Data extracts:
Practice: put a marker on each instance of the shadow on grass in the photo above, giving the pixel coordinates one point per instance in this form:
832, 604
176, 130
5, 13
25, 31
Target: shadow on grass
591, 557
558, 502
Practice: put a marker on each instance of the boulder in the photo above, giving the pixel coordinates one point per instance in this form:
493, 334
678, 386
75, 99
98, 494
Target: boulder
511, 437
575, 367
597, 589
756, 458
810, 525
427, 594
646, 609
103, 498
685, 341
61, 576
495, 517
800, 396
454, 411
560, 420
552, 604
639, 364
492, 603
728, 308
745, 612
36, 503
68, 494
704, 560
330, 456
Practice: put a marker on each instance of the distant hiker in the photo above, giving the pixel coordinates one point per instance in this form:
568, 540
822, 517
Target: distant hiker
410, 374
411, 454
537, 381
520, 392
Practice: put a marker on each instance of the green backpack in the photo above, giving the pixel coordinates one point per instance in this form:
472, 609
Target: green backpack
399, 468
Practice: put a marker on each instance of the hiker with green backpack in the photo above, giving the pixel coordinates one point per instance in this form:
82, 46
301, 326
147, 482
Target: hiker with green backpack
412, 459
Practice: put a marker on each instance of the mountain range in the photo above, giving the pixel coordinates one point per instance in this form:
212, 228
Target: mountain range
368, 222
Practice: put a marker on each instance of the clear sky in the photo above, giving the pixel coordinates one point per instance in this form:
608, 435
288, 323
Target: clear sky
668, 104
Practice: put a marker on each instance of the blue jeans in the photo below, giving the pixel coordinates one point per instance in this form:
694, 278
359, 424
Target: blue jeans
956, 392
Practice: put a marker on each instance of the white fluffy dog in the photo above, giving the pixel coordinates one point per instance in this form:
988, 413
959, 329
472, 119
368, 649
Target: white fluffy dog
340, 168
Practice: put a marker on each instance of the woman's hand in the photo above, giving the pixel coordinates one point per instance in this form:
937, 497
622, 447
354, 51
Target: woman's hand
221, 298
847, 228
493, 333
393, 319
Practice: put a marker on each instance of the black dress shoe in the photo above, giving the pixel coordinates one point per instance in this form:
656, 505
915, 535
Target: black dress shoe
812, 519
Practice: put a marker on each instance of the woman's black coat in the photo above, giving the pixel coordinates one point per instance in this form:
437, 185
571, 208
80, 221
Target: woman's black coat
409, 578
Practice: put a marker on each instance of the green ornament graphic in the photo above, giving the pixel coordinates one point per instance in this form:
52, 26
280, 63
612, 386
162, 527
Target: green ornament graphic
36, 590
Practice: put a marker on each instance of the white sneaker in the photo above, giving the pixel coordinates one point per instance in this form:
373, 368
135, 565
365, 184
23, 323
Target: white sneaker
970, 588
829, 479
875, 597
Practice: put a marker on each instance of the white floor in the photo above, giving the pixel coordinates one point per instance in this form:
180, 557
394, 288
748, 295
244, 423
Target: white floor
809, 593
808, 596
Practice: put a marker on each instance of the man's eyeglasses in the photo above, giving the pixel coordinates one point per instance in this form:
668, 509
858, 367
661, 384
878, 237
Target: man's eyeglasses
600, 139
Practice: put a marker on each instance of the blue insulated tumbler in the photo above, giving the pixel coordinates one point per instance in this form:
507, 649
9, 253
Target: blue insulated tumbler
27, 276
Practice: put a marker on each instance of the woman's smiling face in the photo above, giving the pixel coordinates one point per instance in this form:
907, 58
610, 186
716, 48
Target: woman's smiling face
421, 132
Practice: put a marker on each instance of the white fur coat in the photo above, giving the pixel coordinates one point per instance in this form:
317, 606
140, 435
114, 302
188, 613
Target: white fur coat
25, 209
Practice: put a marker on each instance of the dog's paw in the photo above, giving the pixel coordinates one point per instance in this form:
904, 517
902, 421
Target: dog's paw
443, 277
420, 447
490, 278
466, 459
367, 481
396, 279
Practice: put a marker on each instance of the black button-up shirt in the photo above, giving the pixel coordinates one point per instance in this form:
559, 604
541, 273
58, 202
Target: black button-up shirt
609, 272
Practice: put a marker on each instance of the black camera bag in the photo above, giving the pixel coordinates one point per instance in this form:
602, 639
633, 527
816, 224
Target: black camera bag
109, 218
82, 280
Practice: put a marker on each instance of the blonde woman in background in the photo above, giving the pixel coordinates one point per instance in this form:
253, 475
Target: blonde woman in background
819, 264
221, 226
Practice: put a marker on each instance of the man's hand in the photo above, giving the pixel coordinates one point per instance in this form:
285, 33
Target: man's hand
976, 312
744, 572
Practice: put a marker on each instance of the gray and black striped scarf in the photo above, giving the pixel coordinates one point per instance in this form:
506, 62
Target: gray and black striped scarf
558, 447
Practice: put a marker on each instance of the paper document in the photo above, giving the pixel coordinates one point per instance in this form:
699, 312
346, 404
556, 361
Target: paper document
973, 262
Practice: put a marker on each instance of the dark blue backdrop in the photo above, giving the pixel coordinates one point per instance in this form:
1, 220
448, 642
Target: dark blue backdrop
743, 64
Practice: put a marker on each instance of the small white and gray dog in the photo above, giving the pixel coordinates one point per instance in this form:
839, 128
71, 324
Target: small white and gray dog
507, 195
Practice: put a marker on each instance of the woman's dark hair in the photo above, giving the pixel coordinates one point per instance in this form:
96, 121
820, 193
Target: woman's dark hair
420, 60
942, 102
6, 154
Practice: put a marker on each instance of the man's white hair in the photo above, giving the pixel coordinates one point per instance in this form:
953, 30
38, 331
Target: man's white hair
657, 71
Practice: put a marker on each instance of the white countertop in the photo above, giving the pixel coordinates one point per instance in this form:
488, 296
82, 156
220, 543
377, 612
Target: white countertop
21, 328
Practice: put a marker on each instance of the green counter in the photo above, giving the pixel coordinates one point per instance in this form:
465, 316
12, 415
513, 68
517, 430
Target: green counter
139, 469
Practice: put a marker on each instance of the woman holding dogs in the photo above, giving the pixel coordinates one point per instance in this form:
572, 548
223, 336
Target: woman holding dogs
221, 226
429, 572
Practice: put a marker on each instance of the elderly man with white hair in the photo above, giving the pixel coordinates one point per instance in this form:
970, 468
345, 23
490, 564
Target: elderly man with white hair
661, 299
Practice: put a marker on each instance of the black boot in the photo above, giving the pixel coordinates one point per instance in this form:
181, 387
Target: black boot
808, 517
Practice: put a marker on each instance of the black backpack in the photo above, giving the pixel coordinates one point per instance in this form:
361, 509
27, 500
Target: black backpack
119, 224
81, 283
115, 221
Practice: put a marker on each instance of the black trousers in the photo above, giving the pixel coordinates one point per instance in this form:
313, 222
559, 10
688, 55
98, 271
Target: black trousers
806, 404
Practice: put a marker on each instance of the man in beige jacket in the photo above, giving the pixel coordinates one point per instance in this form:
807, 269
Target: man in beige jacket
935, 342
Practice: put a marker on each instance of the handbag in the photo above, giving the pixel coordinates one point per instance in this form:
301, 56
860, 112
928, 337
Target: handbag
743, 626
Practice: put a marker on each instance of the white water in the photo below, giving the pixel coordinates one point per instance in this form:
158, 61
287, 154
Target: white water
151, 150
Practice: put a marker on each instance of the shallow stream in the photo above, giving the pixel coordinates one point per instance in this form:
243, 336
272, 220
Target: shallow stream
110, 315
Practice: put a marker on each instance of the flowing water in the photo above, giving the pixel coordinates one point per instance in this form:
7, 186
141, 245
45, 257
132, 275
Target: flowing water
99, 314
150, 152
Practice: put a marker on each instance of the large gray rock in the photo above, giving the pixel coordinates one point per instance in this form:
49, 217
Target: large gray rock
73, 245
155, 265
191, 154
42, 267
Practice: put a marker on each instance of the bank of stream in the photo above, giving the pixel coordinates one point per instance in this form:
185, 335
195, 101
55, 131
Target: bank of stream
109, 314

What is expected: The entries are to be duplicated exactly, with nothing changed.

Written answer:
Practice: put a marker on each instance of the shadow on grass in the photo above, giving the pixel coordinates one point per instance in this form:
832, 604
176, 130
5, 13
25, 31
Target: shadow on grass
591, 557
558, 502
Practice: put a marker on each instance of the boulder in the photo above, giving the pixel coordinates one point per instance in this form:
493, 334
678, 386
75, 99
98, 494
Target: boulder
511, 437
575, 367
597, 589
756, 458
810, 525
427, 594
646, 609
103, 498
685, 341
61, 576
495, 517
800, 396
454, 411
560, 420
552, 604
639, 364
492, 603
728, 308
745, 612
36, 503
68, 494
704, 560
330, 456
Practice: put a marker on each instance of the distant hiker in the photo above, giving the pixel coordinates one point per instance in this form:
568, 540
822, 517
Target: distant hiker
410, 374
411, 454
537, 381
520, 392
Practice: put a marker on each instance of the green backpack in the photo above, giving the pixel coordinates one point per instance in this form:
472, 609
Target: green backpack
399, 468
Practice: put a marker on each instance of the hiker with green backpack in the photo above, giving the pixel coordinates one point per instance in this form:
82, 46
301, 326
147, 482
Target: hiker with green backpack
412, 459
Practice: put a marker on each instance of the mountain range in the photo above, giving the pixel coordinates one point per instance in this form:
212, 228
Target: mountain range
368, 222
Practice: put a marker on each instance of the clear sky in the photo above, giving the pixel coordinates one point per instance in this form:
608, 435
288, 323
Target: clear sky
668, 104
Practice: put a marker on each instance of the blue jeans in the photo below, giving the pixel coordinates one point per instance in this form:
694, 278
359, 424
Target: blue jeans
956, 392
Practice: put a marker on each instance of the white fluffy dog in the photo above, giving the pixel coordinates one point per instance in this form:
988, 413
959, 329
472, 119
368, 649
Target: white fluffy dog
340, 168
Practice: put a marker on each instance of the woman's hand in the photo above, giving the pixel coordinates one point per instance in this form:
937, 497
622, 447
354, 51
Target: woman's hand
221, 298
847, 228
493, 333
393, 319
Practice: put a marker on each instance of the black dress shoe in the photo above, giving the pixel coordinates one point per instance in this form:
656, 505
915, 535
Target: black dress shoe
812, 519
Practice: put a marker on each instance of the woman's black coat in the photo above, giving the pixel coordinates one point per instance in this form:
437, 185
571, 208
80, 221
Target: woman's black coat
409, 578
Practice: put a marker on each instance of the green ornament graphic in the photo above, giving the pixel coordinates one point per instance in this form:
52, 26
280, 63
612, 386
162, 527
Target: green ornament graphic
36, 590
Practice: put a marker on each instance of the white sneaker in the photo above, giving the pixel coordinates one point per instance in this form:
373, 368
135, 565
365, 184
23, 323
Target: white sneaker
970, 588
829, 479
875, 597
Practice: put a marker on each instance of the white floor in the photo above, giving the pixel coordinates one point per instance in this form:
180, 557
394, 288
748, 295
244, 423
Target: white floor
809, 593
808, 596
Practice: put a marker on each instance of the man's eyeglasses in the photo above, giving the pixel coordinates one point per instance in this form:
668, 509
858, 367
661, 384
878, 237
Target: man's eyeglasses
600, 139
Practice: put a marker on each instance of the blue insulated tumbler in the photo above, giving the pixel coordinates one point per instance in this form:
507, 649
9, 253
Target: blue insulated tumbler
27, 276
Practice: put a marker on each instance of the woman's smiling face in the photo above, giving the pixel coordinates one point per instance in this form:
907, 58
610, 186
716, 48
Target: woman's smiling face
421, 132
Practice: put a marker on each instance of the white fur coat in the photo above, giving the pixel coordinates one point per instance in this form:
317, 606
140, 435
114, 302
188, 613
Target: white fur coat
25, 209
Practice: put a marker on each instance of the dog's paw in the photo above, giving the pixel coordinates one point per instance in this form:
904, 517
902, 421
Target: dog's paw
443, 277
420, 447
490, 278
466, 459
367, 481
396, 279
Practice: put a marker on each instance of the black button-up shirt in the photo above, giving the pixel coordinates one point per instance in this form:
559, 604
541, 273
58, 202
Target: black button-up shirt
609, 272
Practice: put a marker on each instance of the black camera bag in the photo above, giving the pixel coordinates one point per instance in this form:
602, 639
633, 527
816, 224
Target: black camera bag
109, 218
82, 280
Practice: put a marker on each instance of the blonde woman in background in the photo above, giving the pixel coordinates one point per instance in this form:
253, 475
Target: blonde woman in background
819, 264
221, 226
Practice: put a marker on each instance of the man's hand in the photo above, giving the pixel coordinates one point per instance in this form:
285, 33
Target: man's hand
976, 312
744, 572
Practice: put a marker on each instance of the gray and black striped scarf in the photo above, giving the pixel coordinates one point per instance in this form:
506, 62
Target: gray and black striped scarf
558, 447
Practice: put a marker on each instance of the paper document in the photo above, giving the pixel coordinates one point per instance in this form:
699, 312
346, 404
556, 361
Target: paper document
973, 262
Practice: put a marker on each instance of the dark blue backdrop in the photo above, giving the pixel coordinates one point per instance in this form:
1, 220
448, 642
Target: dark blue backdrop
743, 64
Practice: put a marker on each instance of the small white and gray dog in the photo above, giving the pixel coordinates one point per instance in this form:
839, 128
71, 324
Target: small white and gray dog
507, 195
Practice: put a marker on each instance of the woman's dark hair in the photo above, giving the pixel coordinates one point per instance in this form:
96, 121
820, 193
Target: woman's dark hair
420, 60
942, 102
6, 154
Practice: put a marker on each instance of the man's white hair in the photo above, giving the pixel coordinates one point per instance in this form:
953, 30
38, 331
Target: man's white hair
657, 71
Practice: put a marker on each instance of the white countertop in the photo above, giving the pixel coordinates one point per instance in this form:
488, 296
82, 156
220, 543
377, 612
Target: white countertop
21, 328
Practice: put a marker on each instance of the green counter in the photo above, giving the pixel coordinates one point per instance in this form:
465, 316
12, 415
513, 68
517, 430
Target: green counter
139, 469
Practice: put a marker on each instance of the woman holding dogs in the photo above, giving the pixel coordinates one point per instance in this form:
572, 548
223, 336
Target: woman holding dogs
221, 226
429, 572
Practice: put a marker on each instance of the elderly man with white hair in the photo above, giving the pixel coordinates one point per instance in this form:
970, 468
345, 23
490, 564
Target: elderly man with white hair
661, 299
Practice: put a marker on each instance of the black boot in the photo above, giving the pixel coordinates one point per instance in this form:
181, 387
Target: black boot
808, 517
Practice: put a marker on each instance of the black backpack in the photo above, giving the pixel coordinates one point per instance in this form:
361, 509
27, 500
Target: black backpack
119, 224
81, 283
115, 221
Practice: put a marker on each instance of the black trousers in the photo above, giving the pixel coordinates one point per instance in this form:
313, 222
559, 10
688, 55
98, 271
Target: black trousers
806, 404
Practice: put a marker on each instance of the man in beige jacket in the photo above, giving the pixel coordinates one point per instance in this form:
807, 269
Target: man in beige jacket
935, 342
Practice: put a marker on each instance of the handbag in the photo above, giving the pixel coordinates one point per instance in this form:
301, 56
860, 112
928, 337
Target: handbag
743, 626
Practice: put a marker on each instance of the white water in the photo below, giving the pixel coordinates one point per instance in this form:
158, 61
287, 154
Target: white water
151, 150
Practice: put a marker on each instance of the shallow stream in the photo above, giving the pixel coordinates one point per instance in this form:
243, 336
272, 220
Target: shallow stream
110, 315
Practice: put a marker on each instance of the flowing water in the photo above, giving the pixel coordinates one point per instance in this form:
7, 186
141, 245
45, 257
132, 275
Target: flowing water
99, 314
150, 152
Practice: put a marker on each instance of the large gray rock in the photo above, giving the pixel coordinates one point per instance in this form:
49, 217
Target: large gray rock
73, 245
155, 265
191, 154
42, 267
Practice: put a marker on each instance of the bank of stream in the photo above, giving the pixel coordinates one point per instance in this form:
185, 335
195, 101
55, 131
Target: bank of stream
109, 314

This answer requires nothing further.